Task details: Rewrite every line of the records below as a numbered list, skipping blank lines and leaving out the pictures.

Supplied entries:
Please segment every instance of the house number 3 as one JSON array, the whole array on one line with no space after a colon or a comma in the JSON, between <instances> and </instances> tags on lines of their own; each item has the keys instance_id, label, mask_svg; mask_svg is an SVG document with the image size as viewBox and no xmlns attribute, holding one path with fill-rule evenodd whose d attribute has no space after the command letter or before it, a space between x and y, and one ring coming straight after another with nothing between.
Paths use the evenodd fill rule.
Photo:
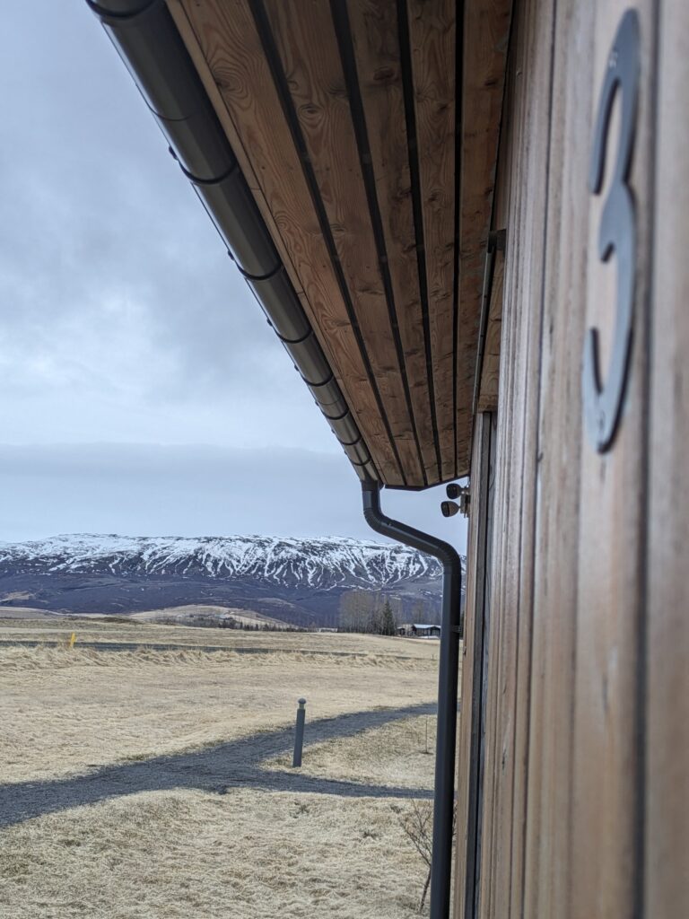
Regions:
<instances>
[{"instance_id":1,"label":"house number 3","mask_svg":"<svg viewBox=\"0 0 689 919\"><path fill-rule=\"evenodd\" d=\"M617 266L617 307L615 337L607 379L600 368L599 334L590 328L583 354L583 405L589 437L599 453L610 448L620 422L629 372L634 328L637 226L634 199L629 188L629 168L634 152L639 71L638 16L628 9L622 17L608 58L598 103L593 134L589 190L600 195L611 114L616 95L620 94L620 129L615 173L603 208L598 231L598 255L607 262L615 253Z\"/></svg>"}]
</instances>

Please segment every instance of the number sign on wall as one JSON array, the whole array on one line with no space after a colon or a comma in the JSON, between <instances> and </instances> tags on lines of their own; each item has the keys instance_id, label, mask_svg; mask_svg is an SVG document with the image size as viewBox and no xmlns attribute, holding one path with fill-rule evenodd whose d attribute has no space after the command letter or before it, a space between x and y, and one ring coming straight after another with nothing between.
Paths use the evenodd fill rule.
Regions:
<instances>
[{"instance_id":1,"label":"number sign on wall","mask_svg":"<svg viewBox=\"0 0 689 919\"><path fill-rule=\"evenodd\" d=\"M608 58L598 103L593 149L589 171L589 190L601 193L608 146L613 103L621 96L620 129L616 139L615 172L603 208L598 232L598 255L607 262L615 253L617 267L617 306L612 357L607 378L600 367L599 335L590 328L583 355L583 405L589 437L599 453L615 439L629 372L634 329L634 289L637 233L634 198L628 184L634 152L639 80L638 16L628 9L622 17Z\"/></svg>"}]
</instances>

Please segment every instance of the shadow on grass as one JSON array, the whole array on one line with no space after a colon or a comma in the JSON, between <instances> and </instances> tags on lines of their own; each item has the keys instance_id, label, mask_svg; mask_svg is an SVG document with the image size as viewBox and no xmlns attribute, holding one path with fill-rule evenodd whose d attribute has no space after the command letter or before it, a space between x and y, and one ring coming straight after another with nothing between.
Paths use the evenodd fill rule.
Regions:
<instances>
[{"instance_id":1,"label":"shadow on grass","mask_svg":"<svg viewBox=\"0 0 689 919\"><path fill-rule=\"evenodd\" d=\"M435 705L413 705L355 712L307 722L305 753L311 743L352 737L414 715L435 713ZM227 743L186 754L155 756L119 766L103 766L84 776L42 782L0 786L0 827L69 808L140 791L199 789L224 794L232 788L265 789L339 795L344 798L431 798L428 789L401 789L312 778L294 772L261 767L268 757L288 753L294 729L262 732Z\"/></svg>"}]
</instances>

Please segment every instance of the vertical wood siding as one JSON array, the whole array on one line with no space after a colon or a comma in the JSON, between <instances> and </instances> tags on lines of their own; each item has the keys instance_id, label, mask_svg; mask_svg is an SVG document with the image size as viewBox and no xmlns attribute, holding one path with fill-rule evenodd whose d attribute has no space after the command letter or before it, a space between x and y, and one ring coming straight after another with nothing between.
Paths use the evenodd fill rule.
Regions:
<instances>
[{"instance_id":1,"label":"vertical wood siding","mask_svg":"<svg viewBox=\"0 0 689 919\"><path fill-rule=\"evenodd\" d=\"M616 257L598 257L608 186L591 195L588 173L627 8L626 0L524 0L513 25L492 221L506 227L507 246L477 913L491 919L689 914L689 12L681 0L635 4L632 350L612 448L598 453L582 424L586 331L600 330L604 378L615 334ZM482 469L480 425L472 470ZM472 540L478 528L472 521ZM467 654L481 576L480 566L469 571ZM465 658L461 919L473 882L462 821L476 665Z\"/></svg>"}]
</instances>

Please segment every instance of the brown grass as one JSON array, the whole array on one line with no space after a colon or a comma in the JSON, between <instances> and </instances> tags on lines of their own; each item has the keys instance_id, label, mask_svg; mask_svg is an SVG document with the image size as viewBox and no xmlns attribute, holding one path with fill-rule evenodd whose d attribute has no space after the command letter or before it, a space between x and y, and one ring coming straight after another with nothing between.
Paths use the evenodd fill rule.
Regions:
<instances>
[{"instance_id":1,"label":"brown grass","mask_svg":"<svg viewBox=\"0 0 689 919\"><path fill-rule=\"evenodd\" d=\"M433 785L435 752L435 718L422 715L363 731L355 737L313 743L308 748L301 772L315 778L429 789ZM288 755L276 756L263 764L273 770L288 769L290 765Z\"/></svg>"},{"instance_id":2,"label":"brown grass","mask_svg":"<svg viewBox=\"0 0 689 919\"><path fill-rule=\"evenodd\" d=\"M51 625L31 629L47 634ZM62 635L74 628L65 625ZM122 641L130 629L172 630L175 641L185 633L113 625L108 638ZM104 630L80 625L77 634ZM238 654L231 639L259 640L273 652ZM80 650L78 641L73 652L0 648L0 781L73 776L288 725L302 694L311 720L435 694L428 642L284 633L224 640L228 651L218 653L195 650L203 643L196 636L188 650L166 652ZM328 649L357 656L313 653ZM424 718L407 719L307 745L302 773L430 788L424 732ZM0 834L0 914L406 919L416 914L424 881L400 826L407 806L238 787L224 795L144 792L38 817Z\"/></svg>"}]
</instances>

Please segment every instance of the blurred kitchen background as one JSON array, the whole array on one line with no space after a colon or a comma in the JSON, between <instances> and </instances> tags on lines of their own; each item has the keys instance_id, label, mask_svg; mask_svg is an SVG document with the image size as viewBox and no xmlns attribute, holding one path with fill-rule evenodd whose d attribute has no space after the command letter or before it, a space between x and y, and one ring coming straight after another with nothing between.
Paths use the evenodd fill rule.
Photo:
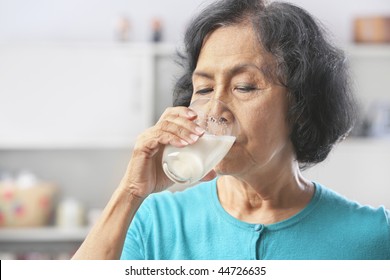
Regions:
<instances>
[{"instance_id":1,"label":"blurred kitchen background","mask_svg":"<svg viewBox=\"0 0 390 280\"><path fill-rule=\"evenodd\" d=\"M390 2L292 0L346 51L352 135L305 171L390 208ZM203 0L0 0L0 259L70 258L136 135L171 104L175 54Z\"/></svg>"}]
</instances>

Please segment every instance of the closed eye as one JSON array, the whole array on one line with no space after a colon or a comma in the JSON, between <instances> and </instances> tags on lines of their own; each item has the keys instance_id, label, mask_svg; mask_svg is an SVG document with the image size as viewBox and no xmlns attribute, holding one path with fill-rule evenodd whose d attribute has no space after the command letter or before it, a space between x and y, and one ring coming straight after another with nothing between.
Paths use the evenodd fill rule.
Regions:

Final answer:
1. Please segment every instance of the house number 3 as one JSON array, the whole array on one line with no space after a colon or a comma in the JSON, between <instances> and </instances> tags on lines of their own; each item has the keys instance_id, label, mask_svg; mask_svg is an SVG document with the image size as viewBox and no xmlns attribute, holding one path with fill-rule evenodd whose d attribute has no space after the command letter or before it, a space between x and y, and one ring coming straight after another with nothing between.
2. Paths use the evenodd fill rule.
3. Photo:
4. Regions:
5. <instances>
6. [{"instance_id":1,"label":"house number 3","mask_svg":"<svg viewBox=\"0 0 689 919\"><path fill-rule=\"evenodd\" d=\"M617 266L617 307L615 337L607 379L600 368L599 334L590 328L583 354L583 405L589 437L599 453L610 448L620 422L629 372L634 328L637 226L634 199L629 188L629 168L634 152L639 71L638 16L628 9L622 17L608 58L598 103L593 134L589 190L600 195L611 114L616 95L620 94L620 129L615 173L603 208L598 231L598 255L607 262L615 253Z\"/></svg>"}]
7. </instances>
8. Please segment every instance of the number sign on wall as one JSON array, the whole array on one line with no space after a colon or a comma in the JSON, between <instances> and </instances> tags on lines of their own; each item has the keys instance_id, label, mask_svg; mask_svg is an SVG document with the image size as viewBox and no xmlns attribute, holding one path with fill-rule evenodd whose d attribute has no space after the command letter or before it, a space between x and y, and one ring coming straight after another with nothing between.
9. Paths use the evenodd fill rule.
10. Regions:
11. <instances>
12. [{"instance_id":1,"label":"number sign on wall","mask_svg":"<svg viewBox=\"0 0 689 919\"><path fill-rule=\"evenodd\" d=\"M608 58L598 103L593 149L589 171L589 190L601 193L608 146L613 103L621 96L620 129L616 139L615 172L603 208L598 232L598 255L607 262L615 253L617 267L617 306L612 357L607 378L600 367L599 335L590 328L583 355L583 405L589 437L599 453L615 439L629 372L634 329L634 289L637 233L634 198L628 184L634 152L639 80L638 16L628 9L622 17Z\"/></svg>"}]
13. </instances>
14. Please segment every instance of the shadow on grass as one JSON array, the whole array on one line with no space after a colon or a comma in the JSON, between <instances> and </instances> tags on lines of their own; each item has the keys instance_id, label, mask_svg; mask_svg is an SVG document with the image size as viewBox and no xmlns attribute, holding one path with fill-rule evenodd whose d attribute has no space after the command letter or before it, a space between x and y, and one ring coming straight after another with nothing between.
15. Paths use the evenodd fill rule.
16. Regions:
17. <instances>
18. [{"instance_id":1,"label":"shadow on grass","mask_svg":"<svg viewBox=\"0 0 689 919\"><path fill-rule=\"evenodd\" d=\"M435 705L413 705L355 712L307 722L305 753L311 743L352 737L414 715L435 713ZM227 743L186 754L155 756L119 766L103 766L84 776L42 782L0 786L0 827L69 808L140 791L199 789L224 794L232 788L265 789L339 795L344 798L431 798L428 789L401 789L312 778L294 772L261 767L268 757L288 753L294 729L262 732Z\"/></svg>"}]
19. </instances>
20. Please segment every instance of the vertical wood siding as one JSON array, the whole array on one line with no space after a colon or a comma in the JSON, between <instances> and </instances> tags on lines of their own; each item has the keys instance_id, label, mask_svg; mask_svg is an SVG document with the image size as viewBox and no xmlns attribute, holding one path with fill-rule evenodd whose d attribute has no space after the command letter or before it, a space between x and y, and one ring coming straight after another with nothing between.
21. Paths use the evenodd fill rule.
22. Regions:
23. <instances>
24. [{"instance_id":1,"label":"vertical wood siding","mask_svg":"<svg viewBox=\"0 0 689 919\"><path fill-rule=\"evenodd\" d=\"M616 257L598 257L608 186L591 195L588 173L627 8L626 0L524 0L513 25L492 221L506 227L507 246L477 913L491 919L689 914L689 12L681 0L635 4L632 350L612 448L598 453L582 424L586 331L600 330L604 378L615 334ZM482 469L480 425L472 470ZM472 540L478 528L472 521ZM467 654L481 576L480 566L469 571ZM465 658L461 919L473 882L462 821L476 665Z\"/></svg>"}]
25. </instances>
26. Please segment every instance of the brown grass as one JSON array, the whole array on one line with no space after a colon or a comma in the JSON, between <instances> and </instances> tags on lines of their own; each item has the keys instance_id, label, mask_svg; mask_svg is an SVG document with the image size as viewBox and no xmlns attribute, holding one path with fill-rule evenodd whose d attribute has no space after the command letter or before it, a space between x and y, and one ring coming straight after another with nothing between.
27. Paths use the evenodd fill rule.
28. Regions:
29. <instances>
30. [{"instance_id":1,"label":"brown grass","mask_svg":"<svg viewBox=\"0 0 689 919\"><path fill-rule=\"evenodd\" d=\"M433 785L435 752L435 718L422 715L363 731L355 737L313 743L308 748L301 772L315 778L429 789ZM288 755L276 756L263 764L273 770L288 769L290 765Z\"/></svg>"},{"instance_id":2,"label":"brown grass","mask_svg":"<svg viewBox=\"0 0 689 919\"><path fill-rule=\"evenodd\" d=\"M51 625L31 629L47 634ZM62 635L74 628L65 625ZM122 641L130 629L172 630L175 641L185 633L113 625L108 638ZM104 630L80 625L77 634ZM238 654L231 639L259 640L273 652ZM80 650L78 641L73 652L0 648L0 781L73 776L288 725L302 694L311 720L435 694L428 642L284 633L224 640L228 651L218 653L195 650L203 643L196 636L188 650L166 652ZM328 649L357 656L313 653ZM424 718L407 719L307 745L302 773L430 788L424 732ZM0 834L0 914L406 919L416 914L424 881L400 826L407 806L238 787L224 795L144 792L38 817Z\"/></svg>"}]
31. </instances>
32. Please segment every instance of the blurred kitchen background as one JSON array, the whole array on one line with no space after a colon or a comma in the JSON, between <instances> and </instances> tags on lines of their own; each item has the keys instance_id, label, mask_svg; mask_svg is an SVG document with the image size as viewBox and no xmlns attribute, holding one path with fill-rule evenodd whose d attribute has no space after the command letter or before it, a space between x and y, and one ring coming straight after another with nothing between.
33. Paths use the evenodd fill rule.
34. Photo:
35. Regions:
36. <instances>
37. [{"instance_id":1,"label":"blurred kitchen background","mask_svg":"<svg viewBox=\"0 0 390 280\"><path fill-rule=\"evenodd\" d=\"M390 2L292 0L346 51L352 135L305 171L390 208ZM203 0L0 0L0 259L70 258L136 135L171 104L175 54Z\"/></svg>"}]
38. </instances>
39. Please segment every instance of the closed eye as one JSON array, the whole array on one line with no space after a colon or a comma in the JSON, between <instances> and </instances> tags on lines of their own; each item has the keys instance_id, label, mask_svg; mask_svg is an SVG document with the image size as viewBox and no xmlns attribute, holding one path with fill-rule evenodd whose d attribute has no space after the command letter or before it, a space between x and y, and one ring coming straight after another with nothing between.
40. Paths use the evenodd fill rule.
41. Regions:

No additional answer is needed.